* _What the task requires_
Restate word for word the lines from the one containing "of the woman's" through the end of the listing below, with both ends included.

* _Pointing records_
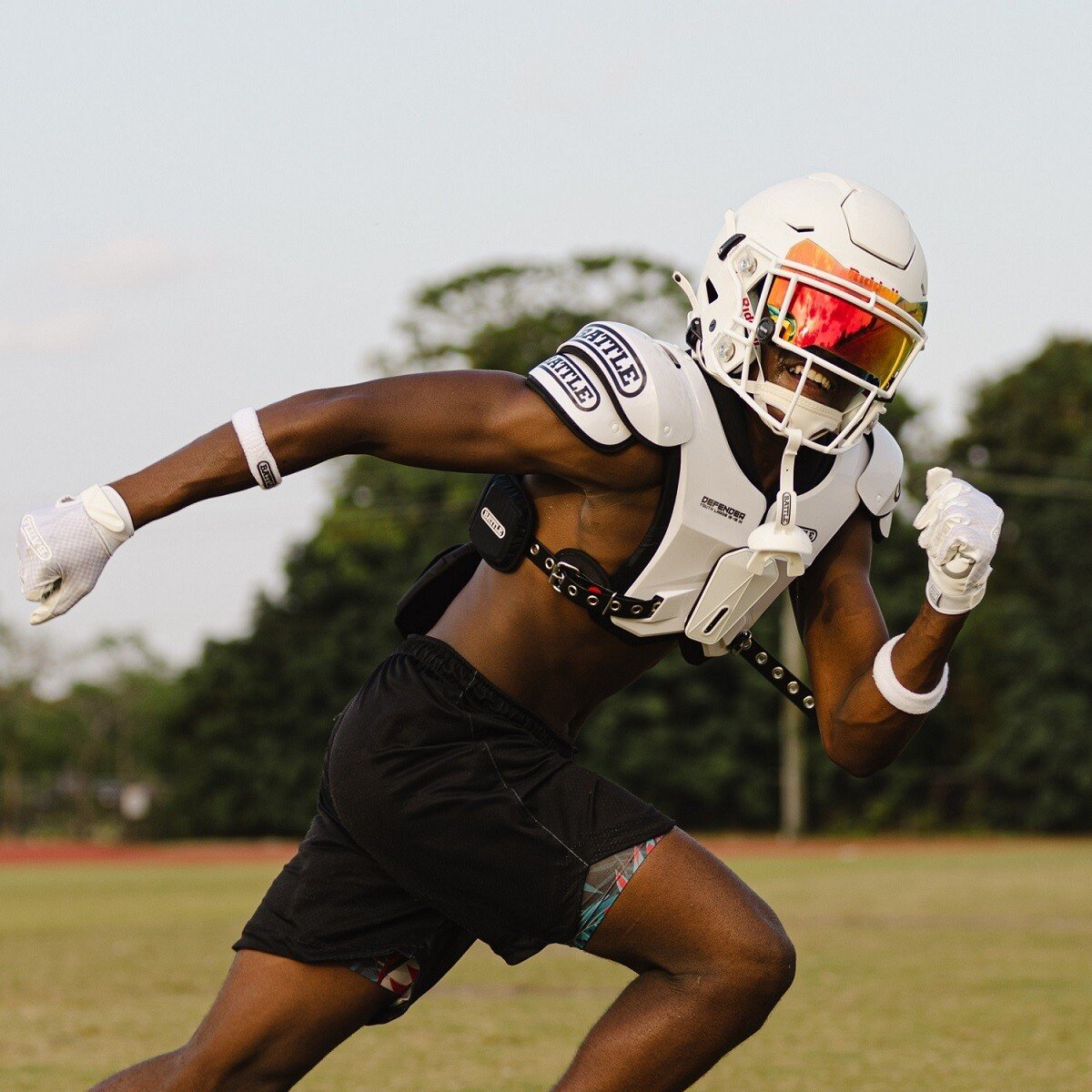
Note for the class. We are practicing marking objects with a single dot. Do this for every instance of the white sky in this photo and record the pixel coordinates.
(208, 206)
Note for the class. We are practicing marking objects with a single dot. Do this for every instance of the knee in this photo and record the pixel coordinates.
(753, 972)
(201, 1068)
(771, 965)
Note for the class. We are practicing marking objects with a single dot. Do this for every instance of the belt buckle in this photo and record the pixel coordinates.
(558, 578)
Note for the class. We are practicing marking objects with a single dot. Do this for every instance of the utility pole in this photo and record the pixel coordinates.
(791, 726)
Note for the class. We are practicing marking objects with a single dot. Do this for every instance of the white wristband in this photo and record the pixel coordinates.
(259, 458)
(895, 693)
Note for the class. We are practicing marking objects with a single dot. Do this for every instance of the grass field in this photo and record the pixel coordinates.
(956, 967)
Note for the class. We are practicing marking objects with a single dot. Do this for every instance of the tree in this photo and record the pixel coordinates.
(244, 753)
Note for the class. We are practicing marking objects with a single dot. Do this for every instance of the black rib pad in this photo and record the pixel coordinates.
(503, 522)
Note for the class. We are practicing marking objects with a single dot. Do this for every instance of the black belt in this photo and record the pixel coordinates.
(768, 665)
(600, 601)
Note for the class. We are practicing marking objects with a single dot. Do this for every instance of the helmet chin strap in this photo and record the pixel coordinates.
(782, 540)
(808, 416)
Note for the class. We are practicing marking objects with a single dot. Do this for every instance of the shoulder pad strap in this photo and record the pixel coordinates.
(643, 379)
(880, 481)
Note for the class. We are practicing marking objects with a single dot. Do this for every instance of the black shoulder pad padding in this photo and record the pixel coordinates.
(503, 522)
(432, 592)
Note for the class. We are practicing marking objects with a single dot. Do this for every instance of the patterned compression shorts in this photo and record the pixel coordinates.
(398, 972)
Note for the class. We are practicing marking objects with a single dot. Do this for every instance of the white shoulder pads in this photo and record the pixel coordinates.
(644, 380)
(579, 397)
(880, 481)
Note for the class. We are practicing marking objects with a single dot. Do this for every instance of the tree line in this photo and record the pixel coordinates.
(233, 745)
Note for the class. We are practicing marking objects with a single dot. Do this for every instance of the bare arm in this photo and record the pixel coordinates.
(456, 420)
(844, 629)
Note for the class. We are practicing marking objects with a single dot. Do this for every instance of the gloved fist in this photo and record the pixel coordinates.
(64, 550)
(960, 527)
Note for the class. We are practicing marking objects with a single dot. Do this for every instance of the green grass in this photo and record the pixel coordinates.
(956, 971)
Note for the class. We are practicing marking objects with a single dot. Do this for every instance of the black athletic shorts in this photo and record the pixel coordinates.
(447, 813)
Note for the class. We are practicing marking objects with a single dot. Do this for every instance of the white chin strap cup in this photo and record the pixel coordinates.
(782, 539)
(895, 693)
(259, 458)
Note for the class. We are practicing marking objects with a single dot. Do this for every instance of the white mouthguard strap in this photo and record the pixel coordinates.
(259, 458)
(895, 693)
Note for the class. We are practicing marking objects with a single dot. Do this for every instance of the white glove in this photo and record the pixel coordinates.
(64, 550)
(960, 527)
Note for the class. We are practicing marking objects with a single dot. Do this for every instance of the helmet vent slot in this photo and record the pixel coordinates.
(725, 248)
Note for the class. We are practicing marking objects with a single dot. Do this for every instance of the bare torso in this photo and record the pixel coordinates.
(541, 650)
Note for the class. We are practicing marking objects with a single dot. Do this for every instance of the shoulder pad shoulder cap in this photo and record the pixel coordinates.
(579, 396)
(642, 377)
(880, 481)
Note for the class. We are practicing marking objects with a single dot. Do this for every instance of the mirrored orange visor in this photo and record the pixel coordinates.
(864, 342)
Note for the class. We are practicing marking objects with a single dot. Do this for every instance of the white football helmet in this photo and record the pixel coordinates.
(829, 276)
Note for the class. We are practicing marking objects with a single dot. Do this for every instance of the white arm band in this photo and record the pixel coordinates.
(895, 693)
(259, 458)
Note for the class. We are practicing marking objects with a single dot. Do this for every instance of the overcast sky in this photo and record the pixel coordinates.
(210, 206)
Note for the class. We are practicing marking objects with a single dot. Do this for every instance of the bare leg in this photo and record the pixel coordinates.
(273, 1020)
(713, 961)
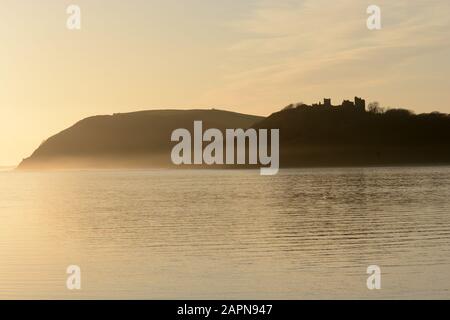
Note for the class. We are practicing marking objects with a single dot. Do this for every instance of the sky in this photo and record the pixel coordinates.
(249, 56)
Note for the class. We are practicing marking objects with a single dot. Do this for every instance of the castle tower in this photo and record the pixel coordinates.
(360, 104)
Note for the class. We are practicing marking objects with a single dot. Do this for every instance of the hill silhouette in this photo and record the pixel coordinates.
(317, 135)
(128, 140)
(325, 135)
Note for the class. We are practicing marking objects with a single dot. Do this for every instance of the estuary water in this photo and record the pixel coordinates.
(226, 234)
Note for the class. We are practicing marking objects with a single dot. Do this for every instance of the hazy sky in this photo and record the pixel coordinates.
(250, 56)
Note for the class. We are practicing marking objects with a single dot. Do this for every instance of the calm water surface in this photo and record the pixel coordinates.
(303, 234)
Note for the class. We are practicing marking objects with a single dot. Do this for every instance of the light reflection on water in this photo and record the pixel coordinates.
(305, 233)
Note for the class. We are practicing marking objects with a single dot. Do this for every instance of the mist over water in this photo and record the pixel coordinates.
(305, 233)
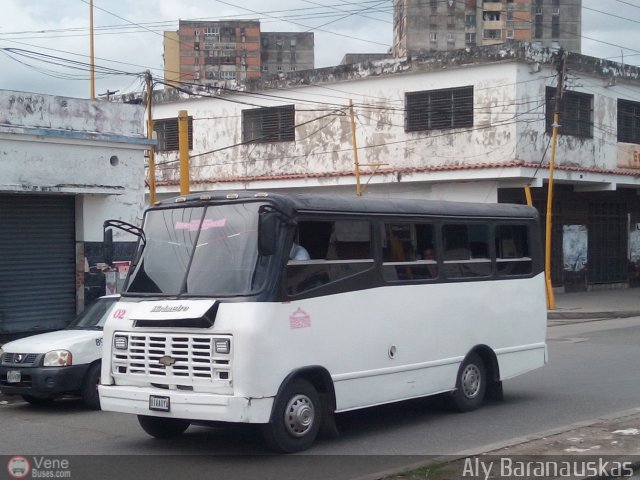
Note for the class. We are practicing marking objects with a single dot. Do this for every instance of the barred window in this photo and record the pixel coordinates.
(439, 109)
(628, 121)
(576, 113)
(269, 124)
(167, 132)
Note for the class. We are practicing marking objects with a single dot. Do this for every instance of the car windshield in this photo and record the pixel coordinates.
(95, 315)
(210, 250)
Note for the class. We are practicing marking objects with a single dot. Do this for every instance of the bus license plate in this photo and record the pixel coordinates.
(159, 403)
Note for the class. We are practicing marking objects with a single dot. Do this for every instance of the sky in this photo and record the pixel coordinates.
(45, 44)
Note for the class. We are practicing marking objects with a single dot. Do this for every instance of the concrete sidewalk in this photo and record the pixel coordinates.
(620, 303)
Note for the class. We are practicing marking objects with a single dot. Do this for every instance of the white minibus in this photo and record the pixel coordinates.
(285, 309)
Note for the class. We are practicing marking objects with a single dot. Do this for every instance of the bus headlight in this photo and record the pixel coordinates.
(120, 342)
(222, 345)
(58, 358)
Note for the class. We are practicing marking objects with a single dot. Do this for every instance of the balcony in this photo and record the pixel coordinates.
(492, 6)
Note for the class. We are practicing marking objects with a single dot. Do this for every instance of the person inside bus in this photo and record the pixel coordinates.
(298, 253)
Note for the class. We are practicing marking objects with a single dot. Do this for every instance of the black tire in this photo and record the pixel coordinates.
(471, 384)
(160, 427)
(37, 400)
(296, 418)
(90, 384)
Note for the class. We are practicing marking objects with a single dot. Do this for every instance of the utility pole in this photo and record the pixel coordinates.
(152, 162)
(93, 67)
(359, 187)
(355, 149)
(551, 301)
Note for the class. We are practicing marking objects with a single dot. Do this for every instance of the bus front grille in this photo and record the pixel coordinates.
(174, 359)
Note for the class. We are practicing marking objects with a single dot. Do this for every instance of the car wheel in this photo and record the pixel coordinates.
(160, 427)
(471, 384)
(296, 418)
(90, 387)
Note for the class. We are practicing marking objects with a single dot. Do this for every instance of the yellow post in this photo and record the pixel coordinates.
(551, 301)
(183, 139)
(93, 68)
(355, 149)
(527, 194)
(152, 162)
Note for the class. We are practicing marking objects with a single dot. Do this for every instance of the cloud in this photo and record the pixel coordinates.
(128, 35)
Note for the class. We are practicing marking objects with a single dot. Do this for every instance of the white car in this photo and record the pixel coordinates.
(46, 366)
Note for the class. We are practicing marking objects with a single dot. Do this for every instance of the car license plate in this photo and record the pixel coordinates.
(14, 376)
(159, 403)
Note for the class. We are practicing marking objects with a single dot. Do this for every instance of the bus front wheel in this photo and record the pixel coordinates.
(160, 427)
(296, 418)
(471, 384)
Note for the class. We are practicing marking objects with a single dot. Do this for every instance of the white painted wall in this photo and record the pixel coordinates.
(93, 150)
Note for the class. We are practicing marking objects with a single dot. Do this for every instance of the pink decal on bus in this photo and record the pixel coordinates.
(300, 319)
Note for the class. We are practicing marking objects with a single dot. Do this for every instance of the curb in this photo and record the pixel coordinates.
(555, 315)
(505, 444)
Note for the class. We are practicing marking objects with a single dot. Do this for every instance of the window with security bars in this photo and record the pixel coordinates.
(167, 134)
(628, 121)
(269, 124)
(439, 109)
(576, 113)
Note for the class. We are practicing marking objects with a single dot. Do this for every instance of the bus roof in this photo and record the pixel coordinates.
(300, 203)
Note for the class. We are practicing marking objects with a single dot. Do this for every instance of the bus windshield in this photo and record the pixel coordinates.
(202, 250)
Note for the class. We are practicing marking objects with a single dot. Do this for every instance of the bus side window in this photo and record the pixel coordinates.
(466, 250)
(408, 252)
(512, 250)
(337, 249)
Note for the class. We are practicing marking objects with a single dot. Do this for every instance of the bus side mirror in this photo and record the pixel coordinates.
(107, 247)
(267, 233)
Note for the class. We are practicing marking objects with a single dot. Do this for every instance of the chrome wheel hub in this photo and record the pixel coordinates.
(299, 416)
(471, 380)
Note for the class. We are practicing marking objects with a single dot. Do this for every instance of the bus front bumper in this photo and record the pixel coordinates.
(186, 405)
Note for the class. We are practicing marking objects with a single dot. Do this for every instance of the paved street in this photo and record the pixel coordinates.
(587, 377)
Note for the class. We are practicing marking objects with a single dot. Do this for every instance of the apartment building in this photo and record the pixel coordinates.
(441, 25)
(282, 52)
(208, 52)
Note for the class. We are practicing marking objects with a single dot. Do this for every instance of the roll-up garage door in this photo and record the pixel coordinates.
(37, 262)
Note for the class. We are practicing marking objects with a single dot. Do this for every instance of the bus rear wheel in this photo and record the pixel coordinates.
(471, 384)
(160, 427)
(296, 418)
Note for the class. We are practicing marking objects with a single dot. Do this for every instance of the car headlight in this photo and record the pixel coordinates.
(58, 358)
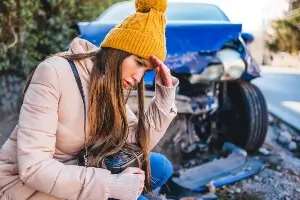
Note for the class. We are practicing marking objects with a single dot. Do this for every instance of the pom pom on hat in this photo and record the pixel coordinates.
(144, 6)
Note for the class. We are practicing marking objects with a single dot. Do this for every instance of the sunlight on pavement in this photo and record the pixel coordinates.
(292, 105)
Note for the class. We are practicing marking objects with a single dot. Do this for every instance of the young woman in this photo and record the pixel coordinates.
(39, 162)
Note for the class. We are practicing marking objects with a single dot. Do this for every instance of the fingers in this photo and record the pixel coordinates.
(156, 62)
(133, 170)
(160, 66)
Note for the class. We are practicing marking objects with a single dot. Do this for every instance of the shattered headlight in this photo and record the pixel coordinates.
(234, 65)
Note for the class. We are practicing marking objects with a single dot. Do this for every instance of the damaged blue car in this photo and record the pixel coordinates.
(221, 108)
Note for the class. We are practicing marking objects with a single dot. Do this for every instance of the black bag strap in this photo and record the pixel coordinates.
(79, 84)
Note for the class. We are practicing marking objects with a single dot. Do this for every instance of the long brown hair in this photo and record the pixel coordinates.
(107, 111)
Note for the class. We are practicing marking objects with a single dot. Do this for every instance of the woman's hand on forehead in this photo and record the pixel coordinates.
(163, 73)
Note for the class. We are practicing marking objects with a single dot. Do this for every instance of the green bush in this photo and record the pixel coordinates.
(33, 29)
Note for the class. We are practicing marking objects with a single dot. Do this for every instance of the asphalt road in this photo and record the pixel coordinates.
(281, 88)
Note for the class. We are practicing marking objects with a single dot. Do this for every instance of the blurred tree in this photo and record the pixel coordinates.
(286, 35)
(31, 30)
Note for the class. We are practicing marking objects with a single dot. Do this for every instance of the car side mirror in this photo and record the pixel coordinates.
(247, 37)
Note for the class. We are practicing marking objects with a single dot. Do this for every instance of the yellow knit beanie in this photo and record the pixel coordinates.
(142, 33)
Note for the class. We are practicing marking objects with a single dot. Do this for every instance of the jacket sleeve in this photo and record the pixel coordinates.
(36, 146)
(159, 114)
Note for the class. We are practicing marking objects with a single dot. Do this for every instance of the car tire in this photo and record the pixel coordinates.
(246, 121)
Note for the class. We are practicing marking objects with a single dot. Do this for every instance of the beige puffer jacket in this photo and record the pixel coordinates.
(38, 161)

* _Task output_
Note for the class. We are practicing marking objects with a single dot. Do this for every instance of the woman's hand on forehead in this photo and record the pixel coordinates.
(163, 73)
Note for the class. We are practicing marking objects with a single dot. Do this for every instance of the green bush in this photo and record the pixel coordinates.
(33, 29)
Note for the class. We are practicing marking objects with a single dot. Do this for every instance of the asphalt road in this photo and record the pixel coordinates.
(281, 88)
Note for the class. We are practicing marking objects with a single dot. Do this for every instance of the blurred tree in this photo and record the pixel coordinates.
(286, 35)
(31, 30)
Note for the class. We are practicing marking objects with a single dot. Do this for every instance of the car side mirror in this photo and record the pixel coordinates.
(247, 37)
Note for the class. We are practicing marking objects with a single dot. Do this for every instance of the yellow knit beanie in this photo and record the pixel coordinates.
(142, 33)
Note for the class. We are practicing marking objects with a single dot. Do this for every instance of the jacket sleeve in this photo and record the pixel coordinates.
(36, 146)
(159, 114)
Note for the class. We are practicing marking objects with a single dot. Do this for every instance of the car tire in this photo and record the pixel coordinates.
(246, 121)
Note for the class. We are practicing marking objects with a single dot. Do this for every instance of the beige puffer jacket in this photo and record the pixel coordinates.
(38, 161)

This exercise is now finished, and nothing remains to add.